[Start Records for this exercise]

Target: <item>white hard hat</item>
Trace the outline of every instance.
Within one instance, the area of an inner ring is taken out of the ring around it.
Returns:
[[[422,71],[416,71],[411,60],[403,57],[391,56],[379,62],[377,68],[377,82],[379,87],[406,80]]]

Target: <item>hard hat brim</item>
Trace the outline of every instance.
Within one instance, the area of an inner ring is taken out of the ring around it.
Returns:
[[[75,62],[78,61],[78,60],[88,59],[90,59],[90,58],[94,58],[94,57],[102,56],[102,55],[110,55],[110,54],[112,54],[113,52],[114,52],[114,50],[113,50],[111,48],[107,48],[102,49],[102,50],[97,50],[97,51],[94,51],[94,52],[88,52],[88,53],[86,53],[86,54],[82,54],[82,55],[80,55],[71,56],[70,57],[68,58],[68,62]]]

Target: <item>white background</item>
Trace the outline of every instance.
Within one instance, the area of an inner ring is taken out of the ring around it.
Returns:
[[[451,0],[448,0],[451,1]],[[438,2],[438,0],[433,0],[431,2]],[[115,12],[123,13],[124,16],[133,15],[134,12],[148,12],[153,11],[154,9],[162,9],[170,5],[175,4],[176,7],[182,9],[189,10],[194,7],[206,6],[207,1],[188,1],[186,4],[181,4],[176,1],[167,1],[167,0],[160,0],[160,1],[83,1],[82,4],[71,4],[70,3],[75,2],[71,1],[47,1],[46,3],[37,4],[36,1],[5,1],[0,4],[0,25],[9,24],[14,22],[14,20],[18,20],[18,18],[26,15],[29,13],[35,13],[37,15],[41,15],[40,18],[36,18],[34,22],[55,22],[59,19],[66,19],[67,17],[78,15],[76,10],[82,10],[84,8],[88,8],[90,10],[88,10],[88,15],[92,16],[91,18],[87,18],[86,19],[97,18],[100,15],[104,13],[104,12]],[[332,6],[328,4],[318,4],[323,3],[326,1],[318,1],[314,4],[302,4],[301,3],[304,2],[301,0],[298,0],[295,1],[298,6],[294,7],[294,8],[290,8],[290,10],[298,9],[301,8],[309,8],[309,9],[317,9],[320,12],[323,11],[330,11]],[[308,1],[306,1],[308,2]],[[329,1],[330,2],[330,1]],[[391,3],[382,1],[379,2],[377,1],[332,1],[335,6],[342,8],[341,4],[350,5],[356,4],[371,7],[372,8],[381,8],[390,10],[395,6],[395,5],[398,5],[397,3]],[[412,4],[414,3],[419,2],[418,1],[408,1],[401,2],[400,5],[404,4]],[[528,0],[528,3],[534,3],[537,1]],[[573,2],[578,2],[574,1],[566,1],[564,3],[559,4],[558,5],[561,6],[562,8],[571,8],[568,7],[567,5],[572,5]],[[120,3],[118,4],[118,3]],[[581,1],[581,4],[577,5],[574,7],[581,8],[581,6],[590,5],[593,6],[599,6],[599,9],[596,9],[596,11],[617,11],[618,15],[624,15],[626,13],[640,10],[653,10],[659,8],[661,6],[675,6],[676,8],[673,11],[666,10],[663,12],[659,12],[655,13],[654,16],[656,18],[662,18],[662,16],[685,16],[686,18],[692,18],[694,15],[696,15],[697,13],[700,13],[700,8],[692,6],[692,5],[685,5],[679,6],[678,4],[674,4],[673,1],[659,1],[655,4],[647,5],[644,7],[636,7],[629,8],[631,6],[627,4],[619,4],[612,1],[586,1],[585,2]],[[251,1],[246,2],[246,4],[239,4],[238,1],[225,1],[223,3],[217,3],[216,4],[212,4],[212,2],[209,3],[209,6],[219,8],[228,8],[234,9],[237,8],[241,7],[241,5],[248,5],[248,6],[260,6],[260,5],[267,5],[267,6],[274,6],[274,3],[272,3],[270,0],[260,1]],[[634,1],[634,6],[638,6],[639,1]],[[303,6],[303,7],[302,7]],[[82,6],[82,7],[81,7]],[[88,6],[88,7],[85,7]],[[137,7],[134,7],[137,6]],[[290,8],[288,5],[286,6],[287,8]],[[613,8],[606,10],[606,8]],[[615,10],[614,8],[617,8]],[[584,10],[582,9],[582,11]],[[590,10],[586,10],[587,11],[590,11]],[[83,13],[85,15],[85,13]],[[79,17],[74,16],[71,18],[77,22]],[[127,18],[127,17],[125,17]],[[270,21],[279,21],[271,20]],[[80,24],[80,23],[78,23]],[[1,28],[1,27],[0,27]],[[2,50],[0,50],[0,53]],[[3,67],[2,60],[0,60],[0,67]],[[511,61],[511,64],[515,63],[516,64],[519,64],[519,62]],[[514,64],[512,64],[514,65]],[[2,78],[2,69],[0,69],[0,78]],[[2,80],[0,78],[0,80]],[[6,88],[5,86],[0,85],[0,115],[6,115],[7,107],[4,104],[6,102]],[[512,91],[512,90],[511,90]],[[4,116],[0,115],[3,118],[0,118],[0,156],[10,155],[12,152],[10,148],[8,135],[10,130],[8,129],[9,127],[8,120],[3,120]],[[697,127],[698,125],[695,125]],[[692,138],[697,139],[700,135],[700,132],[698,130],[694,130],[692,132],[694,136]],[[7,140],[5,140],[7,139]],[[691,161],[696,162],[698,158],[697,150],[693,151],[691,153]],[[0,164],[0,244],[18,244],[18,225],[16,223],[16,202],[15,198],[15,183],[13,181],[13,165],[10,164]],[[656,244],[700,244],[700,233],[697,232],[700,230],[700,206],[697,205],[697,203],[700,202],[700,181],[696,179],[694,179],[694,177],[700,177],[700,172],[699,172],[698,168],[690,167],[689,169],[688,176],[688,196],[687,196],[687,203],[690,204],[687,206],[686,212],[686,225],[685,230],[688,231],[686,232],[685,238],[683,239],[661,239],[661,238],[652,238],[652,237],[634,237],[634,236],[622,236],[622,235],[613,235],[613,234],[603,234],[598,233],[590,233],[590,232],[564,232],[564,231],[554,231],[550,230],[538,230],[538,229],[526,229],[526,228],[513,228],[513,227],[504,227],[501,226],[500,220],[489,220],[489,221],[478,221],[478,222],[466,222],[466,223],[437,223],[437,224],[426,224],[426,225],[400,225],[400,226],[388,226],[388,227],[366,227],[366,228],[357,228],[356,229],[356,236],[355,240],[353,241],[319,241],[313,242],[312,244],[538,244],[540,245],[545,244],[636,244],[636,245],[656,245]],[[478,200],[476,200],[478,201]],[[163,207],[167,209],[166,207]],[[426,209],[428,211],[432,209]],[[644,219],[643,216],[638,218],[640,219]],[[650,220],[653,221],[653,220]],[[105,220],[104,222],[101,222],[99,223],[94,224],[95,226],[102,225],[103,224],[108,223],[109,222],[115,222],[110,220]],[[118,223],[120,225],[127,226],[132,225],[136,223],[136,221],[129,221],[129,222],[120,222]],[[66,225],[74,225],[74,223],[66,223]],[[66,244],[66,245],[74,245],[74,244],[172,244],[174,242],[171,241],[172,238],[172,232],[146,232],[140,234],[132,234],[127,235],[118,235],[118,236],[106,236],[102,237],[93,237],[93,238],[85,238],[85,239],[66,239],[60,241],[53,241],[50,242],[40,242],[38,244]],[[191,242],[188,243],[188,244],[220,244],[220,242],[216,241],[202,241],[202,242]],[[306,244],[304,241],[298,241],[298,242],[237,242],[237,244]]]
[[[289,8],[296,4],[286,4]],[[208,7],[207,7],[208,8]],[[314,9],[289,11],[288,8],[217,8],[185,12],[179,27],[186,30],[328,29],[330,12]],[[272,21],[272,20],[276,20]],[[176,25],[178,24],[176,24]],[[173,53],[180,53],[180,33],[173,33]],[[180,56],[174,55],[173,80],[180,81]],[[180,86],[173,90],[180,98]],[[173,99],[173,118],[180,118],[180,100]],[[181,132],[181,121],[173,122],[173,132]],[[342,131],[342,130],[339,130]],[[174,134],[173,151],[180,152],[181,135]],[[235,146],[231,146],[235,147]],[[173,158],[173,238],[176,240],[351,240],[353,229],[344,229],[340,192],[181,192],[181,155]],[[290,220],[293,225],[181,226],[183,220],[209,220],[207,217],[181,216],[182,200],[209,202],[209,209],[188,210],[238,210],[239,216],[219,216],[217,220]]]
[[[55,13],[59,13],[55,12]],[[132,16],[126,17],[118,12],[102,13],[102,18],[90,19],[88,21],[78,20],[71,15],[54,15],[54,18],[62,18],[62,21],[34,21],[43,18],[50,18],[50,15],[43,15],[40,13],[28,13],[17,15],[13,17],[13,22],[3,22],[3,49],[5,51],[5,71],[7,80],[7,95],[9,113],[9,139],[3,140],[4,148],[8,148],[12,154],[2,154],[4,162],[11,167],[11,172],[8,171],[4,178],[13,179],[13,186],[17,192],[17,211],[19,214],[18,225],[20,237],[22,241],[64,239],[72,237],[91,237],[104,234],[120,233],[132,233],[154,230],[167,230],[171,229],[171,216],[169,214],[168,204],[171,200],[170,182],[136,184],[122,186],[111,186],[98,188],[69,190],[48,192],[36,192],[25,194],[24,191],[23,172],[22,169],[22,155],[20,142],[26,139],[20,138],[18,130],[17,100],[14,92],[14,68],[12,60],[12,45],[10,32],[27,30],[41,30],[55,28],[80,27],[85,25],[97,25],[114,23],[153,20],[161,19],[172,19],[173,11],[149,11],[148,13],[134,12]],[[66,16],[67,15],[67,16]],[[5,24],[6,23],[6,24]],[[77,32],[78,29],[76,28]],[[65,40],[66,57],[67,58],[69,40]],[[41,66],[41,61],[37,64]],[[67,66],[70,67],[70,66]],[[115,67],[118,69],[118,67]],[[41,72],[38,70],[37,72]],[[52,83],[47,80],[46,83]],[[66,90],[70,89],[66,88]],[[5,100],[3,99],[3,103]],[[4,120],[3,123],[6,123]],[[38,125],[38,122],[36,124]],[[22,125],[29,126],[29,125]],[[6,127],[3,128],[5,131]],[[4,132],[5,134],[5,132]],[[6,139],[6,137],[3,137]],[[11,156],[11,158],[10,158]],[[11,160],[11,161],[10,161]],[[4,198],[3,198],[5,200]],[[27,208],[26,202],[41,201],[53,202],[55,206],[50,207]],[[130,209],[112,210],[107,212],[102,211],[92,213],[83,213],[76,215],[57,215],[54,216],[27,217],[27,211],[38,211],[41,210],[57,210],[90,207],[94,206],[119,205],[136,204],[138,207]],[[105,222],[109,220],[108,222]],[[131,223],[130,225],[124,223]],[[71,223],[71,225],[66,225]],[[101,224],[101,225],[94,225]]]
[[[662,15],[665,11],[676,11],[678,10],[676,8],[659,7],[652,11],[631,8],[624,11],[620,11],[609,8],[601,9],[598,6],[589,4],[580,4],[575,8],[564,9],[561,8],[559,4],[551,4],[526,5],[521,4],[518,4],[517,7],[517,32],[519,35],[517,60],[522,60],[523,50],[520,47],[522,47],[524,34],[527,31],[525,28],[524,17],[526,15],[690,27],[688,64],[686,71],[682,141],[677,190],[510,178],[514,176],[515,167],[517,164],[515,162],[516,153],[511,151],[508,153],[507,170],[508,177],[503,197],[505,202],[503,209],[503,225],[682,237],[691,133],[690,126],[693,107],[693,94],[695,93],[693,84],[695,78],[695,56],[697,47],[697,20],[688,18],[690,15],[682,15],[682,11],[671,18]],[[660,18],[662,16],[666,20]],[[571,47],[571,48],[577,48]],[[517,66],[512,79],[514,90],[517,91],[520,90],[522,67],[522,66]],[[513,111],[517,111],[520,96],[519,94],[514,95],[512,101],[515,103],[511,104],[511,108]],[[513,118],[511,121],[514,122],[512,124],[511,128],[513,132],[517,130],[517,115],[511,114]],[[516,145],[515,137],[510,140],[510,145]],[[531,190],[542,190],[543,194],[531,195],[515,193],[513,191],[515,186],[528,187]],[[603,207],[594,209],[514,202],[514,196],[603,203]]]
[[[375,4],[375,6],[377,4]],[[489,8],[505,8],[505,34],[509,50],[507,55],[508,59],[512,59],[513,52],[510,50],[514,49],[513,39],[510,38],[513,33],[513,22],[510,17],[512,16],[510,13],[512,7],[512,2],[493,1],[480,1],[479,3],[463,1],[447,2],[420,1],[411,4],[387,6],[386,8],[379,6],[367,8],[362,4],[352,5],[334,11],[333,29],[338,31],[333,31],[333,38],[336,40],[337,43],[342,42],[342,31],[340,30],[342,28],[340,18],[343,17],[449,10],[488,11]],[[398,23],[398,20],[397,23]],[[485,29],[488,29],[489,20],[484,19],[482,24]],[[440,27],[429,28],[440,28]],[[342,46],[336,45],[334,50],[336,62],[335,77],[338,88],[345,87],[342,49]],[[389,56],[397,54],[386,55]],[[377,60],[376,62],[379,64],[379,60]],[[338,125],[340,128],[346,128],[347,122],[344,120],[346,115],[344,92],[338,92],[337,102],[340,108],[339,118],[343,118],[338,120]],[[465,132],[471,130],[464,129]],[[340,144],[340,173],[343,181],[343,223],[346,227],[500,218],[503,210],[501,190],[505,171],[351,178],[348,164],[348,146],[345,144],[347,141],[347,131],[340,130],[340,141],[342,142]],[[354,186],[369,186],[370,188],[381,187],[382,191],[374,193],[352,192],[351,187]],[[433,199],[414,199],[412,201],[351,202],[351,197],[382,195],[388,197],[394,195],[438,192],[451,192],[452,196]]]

[End Records for this exercise]

- [Your objective]:
Pick out each line of the listing that contains the string "item" and copy those lines.

- [Exercise solution]:
Target: <item>white hard hat</item>
Target: <item>hard hat brim</item>
Target: <item>white background</item>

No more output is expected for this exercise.